**** Selected excerpt ****

We also have regular expected load spikes (e.g. When backups are running) and handle those with the TIME keyword on the LOAD line. Steve
Wherever you go, there you are.
On Apr 8, 2013, at 8:21 AM, Ralph Mitchell <ralphmitchell at gmail.com> wrote:
You can handle load spikes with the DURATION keyword in alerts.cfg. The client normally samples every 5 minutes, so if a spike generally lasts for two samples you could set DURATION>13 to get alerts sent out on the 3rd sample.
Ralph Mitchell
On Mon, Apr 8, 2013 at 4:36 AM, Iain M Conochie <iain at shihad.org> wrote:
On 2013-04-07 17:22, Operaciones wrote:
Thank you Ryan, one ask, are there eny way for calc this?, or you suggest taht the better way is testing in each server?
Load average is a logarithmic method of measuring the run queue on your system. The output of the 3 values gives you the run queue over 1 minute, 5 minutes and 15 minutes respectively.
An old rule of thumb was to have a load average of not greater than 2 per cpu, but this is generally site dependent. Are you going to be sending out alerts for a high load? Do you _really_ want to be woken at 2AM cos the backup job has spiked the load?

**** Data extract ****

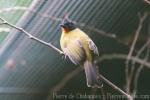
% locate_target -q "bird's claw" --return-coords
[62,53,67,59]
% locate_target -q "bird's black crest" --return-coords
[61,22,76,30]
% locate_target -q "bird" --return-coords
[60,21,103,88]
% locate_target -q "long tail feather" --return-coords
[84,60,103,88]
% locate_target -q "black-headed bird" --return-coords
[60,22,102,88]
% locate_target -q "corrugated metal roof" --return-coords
[0,0,149,100]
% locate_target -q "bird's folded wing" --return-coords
[63,39,86,64]
[88,39,99,56]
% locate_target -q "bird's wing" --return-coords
[63,39,85,65]
[88,39,99,56]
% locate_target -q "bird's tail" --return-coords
[84,60,103,88]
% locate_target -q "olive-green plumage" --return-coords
[60,22,102,87]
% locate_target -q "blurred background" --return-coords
[0,0,150,100]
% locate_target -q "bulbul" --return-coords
[60,22,102,88]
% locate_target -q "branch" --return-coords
[0,28,10,32]
[0,17,63,54]
[0,6,116,38]
[125,13,148,93]
[98,54,150,68]
[99,75,133,100]
[144,0,150,4]
[133,49,150,95]
[47,64,133,100]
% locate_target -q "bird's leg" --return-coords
[62,52,67,59]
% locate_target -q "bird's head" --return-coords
[60,22,76,33]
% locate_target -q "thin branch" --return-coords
[133,48,150,95]
[125,13,148,93]
[0,17,63,54]
[130,39,150,90]
[46,67,83,100]
[99,74,133,100]
[144,0,150,5]
[0,28,10,32]
[0,6,116,38]
[98,54,150,68]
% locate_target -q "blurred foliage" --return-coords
[0,0,33,43]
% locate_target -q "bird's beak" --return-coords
[60,24,64,28]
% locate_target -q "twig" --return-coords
[133,48,150,95]
[99,74,133,100]
[0,28,10,32]
[125,13,148,93]
[130,39,150,90]
[0,6,116,38]
[144,0,150,4]
[98,54,150,68]
[46,67,83,100]
[0,17,63,54]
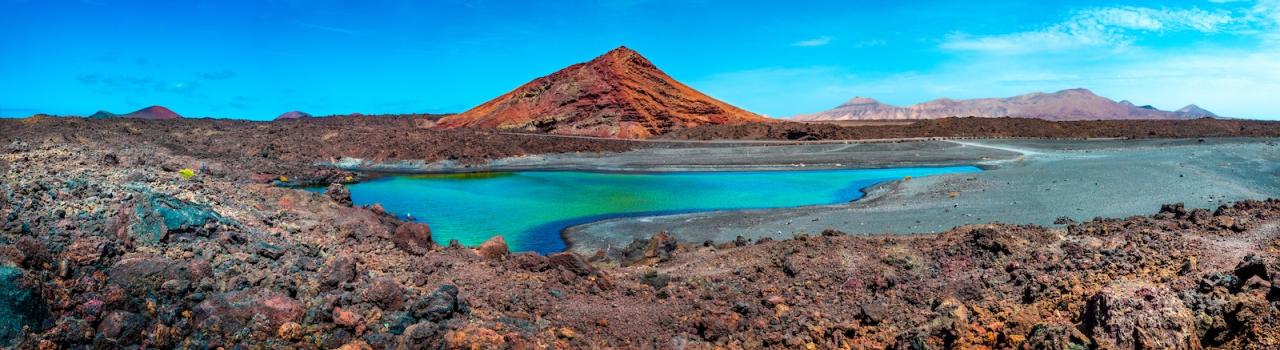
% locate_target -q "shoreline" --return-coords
[563,138,1280,254]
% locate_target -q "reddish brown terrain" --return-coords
[275,110,311,121]
[662,117,1280,141]
[0,119,1280,349]
[88,105,182,121]
[794,88,1217,121]
[0,114,636,185]
[439,47,771,138]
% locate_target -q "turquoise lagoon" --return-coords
[349,167,979,254]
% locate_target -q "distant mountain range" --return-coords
[275,110,312,121]
[438,46,773,138]
[792,88,1217,121]
[88,105,182,121]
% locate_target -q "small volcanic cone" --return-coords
[438,46,773,138]
[275,110,311,121]
[119,105,182,121]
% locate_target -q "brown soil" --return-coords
[0,115,636,185]
[0,119,1280,349]
[440,47,772,138]
[663,117,1280,140]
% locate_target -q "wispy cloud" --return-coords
[293,21,360,35]
[791,36,832,47]
[196,69,236,81]
[76,73,201,95]
[941,6,1238,54]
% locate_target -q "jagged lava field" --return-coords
[0,47,1280,349]
[0,112,1280,349]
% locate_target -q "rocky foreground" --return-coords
[0,117,1280,349]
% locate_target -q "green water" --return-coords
[351,167,979,253]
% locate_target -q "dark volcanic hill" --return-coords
[1175,105,1217,118]
[88,105,182,121]
[275,110,311,121]
[438,46,772,138]
[795,88,1213,121]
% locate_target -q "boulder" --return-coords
[0,265,49,346]
[364,277,404,307]
[128,190,229,245]
[622,231,676,265]
[1082,282,1201,350]
[547,251,595,276]
[97,310,147,345]
[193,290,305,333]
[392,222,435,255]
[477,236,511,260]
[324,183,352,206]
[320,255,357,287]
[404,285,462,321]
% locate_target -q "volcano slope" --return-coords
[0,121,1280,349]
[440,46,772,138]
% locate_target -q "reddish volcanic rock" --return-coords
[392,222,435,254]
[120,105,182,121]
[477,236,511,259]
[438,46,772,138]
[275,110,311,121]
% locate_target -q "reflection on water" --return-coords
[340,167,979,253]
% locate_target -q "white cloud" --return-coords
[690,0,1280,119]
[791,36,832,47]
[941,6,1235,54]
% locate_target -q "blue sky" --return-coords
[0,0,1280,119]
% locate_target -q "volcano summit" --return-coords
[438,46,772,138]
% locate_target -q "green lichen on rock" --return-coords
[0,265,49,346]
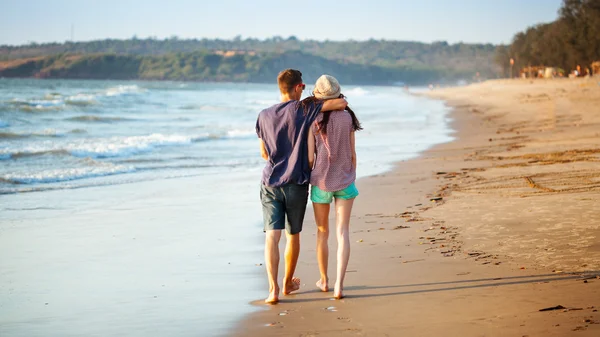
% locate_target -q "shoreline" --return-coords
[233,81,600,336]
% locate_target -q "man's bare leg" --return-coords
[333,199,354,299]
[265,229,281,304]
[283,232,300,295]
[313,202,329,292]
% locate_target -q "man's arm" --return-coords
[258,138,269,160]
[350,131,356,170]
[321,98,348,112]
[308,128,316,170]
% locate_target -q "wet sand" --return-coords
[233,79,600,336]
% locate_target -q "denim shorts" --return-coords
[260,184,308,235]
[310,183,358,204]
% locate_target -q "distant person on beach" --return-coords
[308,75,362,299]
[256,69,348,304]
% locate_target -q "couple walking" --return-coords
[256,69,362,304]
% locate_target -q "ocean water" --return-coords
[0,79,451,336]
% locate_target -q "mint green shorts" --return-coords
[310,183,358,204]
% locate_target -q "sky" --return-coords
[0,0,562,45]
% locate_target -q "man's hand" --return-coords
[321,98,348,112]
[258,138,269,160]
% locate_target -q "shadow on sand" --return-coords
[281,271,600,303]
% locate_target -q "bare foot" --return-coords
[317,280,329,293]
[265,288,279,304]
[283,277,300,295]
[333,287,345,300]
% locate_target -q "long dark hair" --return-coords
[301,94,363,135]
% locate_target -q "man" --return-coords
[256,69,348,304]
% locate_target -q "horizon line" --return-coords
[0,35,502,48]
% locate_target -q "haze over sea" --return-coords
[0,79,450,336]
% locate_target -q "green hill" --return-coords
[0,37,499,84]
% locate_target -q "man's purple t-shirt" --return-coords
[256,100,323,187]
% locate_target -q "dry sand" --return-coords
[235,79,600,336]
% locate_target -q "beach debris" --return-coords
[396,211,417,218]
[402,259,425,263]
[265,322,283,328]
[539,304,566,311]
[392,225,410,230]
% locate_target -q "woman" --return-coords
[308,75,362,299]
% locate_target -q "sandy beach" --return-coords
[235,78,600,336]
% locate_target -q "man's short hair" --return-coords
[277,69,302,94]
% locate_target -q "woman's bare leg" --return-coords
[313,202,329,291]
[333,198,354,299]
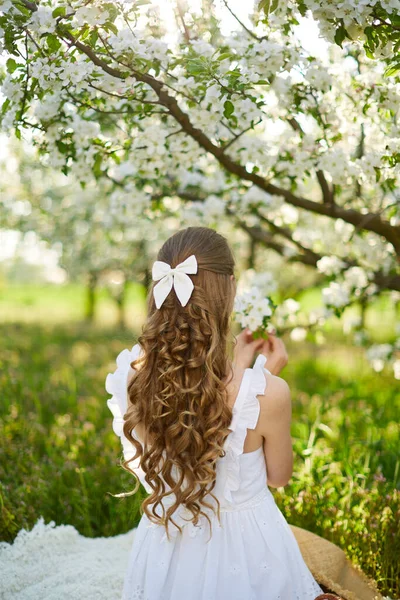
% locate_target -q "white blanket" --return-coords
[0,518,135,600]
[0,517,390,600]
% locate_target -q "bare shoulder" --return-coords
[258,373,292,425]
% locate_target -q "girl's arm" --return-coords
[257,374,293,487]
[258,334,293,487]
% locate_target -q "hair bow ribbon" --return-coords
[152,254,197,308]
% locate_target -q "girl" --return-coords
[106,227,322,600]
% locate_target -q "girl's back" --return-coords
[106,228,321,600]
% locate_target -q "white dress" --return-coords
[106,344,322,600]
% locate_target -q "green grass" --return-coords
[0,286,400,597]
[0,281,145,327]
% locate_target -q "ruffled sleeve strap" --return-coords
[105,344,151,493]
[217,354,269,502]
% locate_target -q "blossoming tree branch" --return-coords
[0,0,400,370]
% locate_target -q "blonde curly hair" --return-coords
[122,227,236,539]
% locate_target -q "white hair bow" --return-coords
[152,254,197,308]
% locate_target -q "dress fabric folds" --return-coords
[106,344,322,600]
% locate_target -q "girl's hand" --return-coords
[260,333,289,375]
[233,329,265,369]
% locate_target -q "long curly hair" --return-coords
[122,227,236,539]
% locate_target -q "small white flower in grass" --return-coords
[317,256,346,275]
[322,281,350,308]
[365,344,393,373]
[234,286,275,335]
[344,267,368,289]
[290,327,307,342]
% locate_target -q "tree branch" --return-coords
[17,0,400,255]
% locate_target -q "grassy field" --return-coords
[0,288,400,597]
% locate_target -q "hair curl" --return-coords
[122,227,235,539]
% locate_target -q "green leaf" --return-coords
[384,63,400,77]
[258,0,279,17]
[46,33,61,52]
[1,98,11,115]
[218,52,232,61]
[224,100,235,119]
[52,6,66,19]
[6,58,21,73]
[93,154,103,178]
[335,24,348,47]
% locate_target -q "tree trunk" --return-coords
[247,237,257,269]
[85,273,97,323]
[115,279,128,329]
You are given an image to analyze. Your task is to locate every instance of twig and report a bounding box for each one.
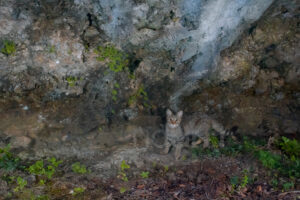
[278,190,300,196]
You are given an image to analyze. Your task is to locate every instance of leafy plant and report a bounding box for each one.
[258,150,281,169]
[67,76,78,87]
[28,157,62,180]
[121,160,130,171]
[49,45,56,53]
[72,187,85,196]
[240,170,249,188]
[140,172,149,178]
[1,40,16,56]
[0,144,21,171]
[14,176,27,192]
[209,135,219,149]
[72,162,88,174]
[282,182,294,191]
[31,195,49,200]
[119,160,130,182]
[120,187,127,194]
[279,137,300,157]
[164,165,169,173]
[128,85,151,108]
[230,176,239,189]
[94,45,129,72]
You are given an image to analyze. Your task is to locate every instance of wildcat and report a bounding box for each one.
[164,109,227,159]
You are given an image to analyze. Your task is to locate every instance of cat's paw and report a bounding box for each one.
[192,139,203,146]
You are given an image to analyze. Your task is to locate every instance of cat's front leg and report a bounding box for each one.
[175,143,183,160]
[163,140,171,154]
[203,137,209,148]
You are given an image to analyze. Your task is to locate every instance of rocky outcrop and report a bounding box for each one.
[0,0,299,162]
[183,1,300,135]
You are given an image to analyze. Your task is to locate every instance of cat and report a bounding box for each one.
[164,109,228,160]
[164,109,185,160]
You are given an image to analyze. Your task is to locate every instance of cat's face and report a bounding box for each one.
[167,109,183,128]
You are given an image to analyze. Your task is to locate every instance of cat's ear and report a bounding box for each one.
[177,110,183,118]
[167,109,173,116]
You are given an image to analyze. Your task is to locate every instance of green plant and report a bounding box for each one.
[1,40,16,56]
[128,85,151,108]
[121,160,130,171]
[67,76,78,87]
[0,144,22,171]
[72,162,88,174]
[30,195,49,200]
[140,172,149,178]
[257,150,281,169]
[94,45,128,72]
[72,187,85,196]
[240,170,249,188]
[279,137,300,158]
[164,165,169,173]
[282,182,294,191]
[119,160,130,182]
[230,176,239,189]
[27,157,62,180]
[49,45,56,53]
[209,135,219,149]
[120,187,127,194]
[14,176,27,192]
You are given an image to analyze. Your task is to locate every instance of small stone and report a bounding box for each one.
[11,136,32,148]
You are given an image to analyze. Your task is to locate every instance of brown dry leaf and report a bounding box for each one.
[256,185,262,192]
[136,184,145,189]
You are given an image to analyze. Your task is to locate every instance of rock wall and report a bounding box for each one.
[0,0,300,157]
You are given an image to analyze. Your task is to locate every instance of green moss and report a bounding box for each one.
[128,85,151,108]
[67,76,78,87]
[94,45,128,72]
[72,162,88,174]
[72,187,85,196]
[1,40,16,56]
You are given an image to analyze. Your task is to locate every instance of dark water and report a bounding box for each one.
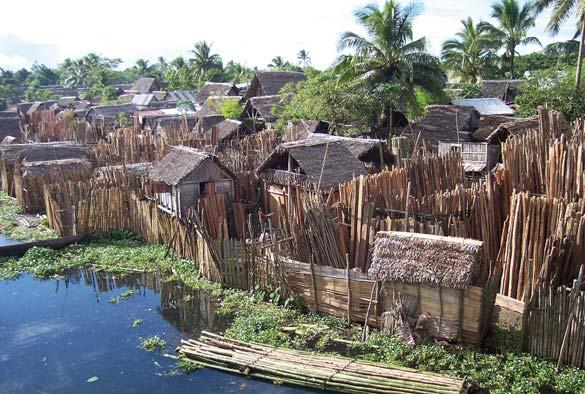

****

### Problems to work on
**A)** In the email thread, what keyword in alerts.cfg is suggested for handling load spikes?
**B)** Reproduce word for word the passage of the email thread that begins with the words containing "An old rule" and ends with "spiked the load?".

### Completed exercise
**A)** The DURATION keyword.

**B)**
An old rule of thumb was to have a load average of not greater than 2 per cpu, but this is generally site dependent. Are you going to be sending out alerts for a high load? Do you _really_ want to be woken at 2AM cos the backup job has spiked the load?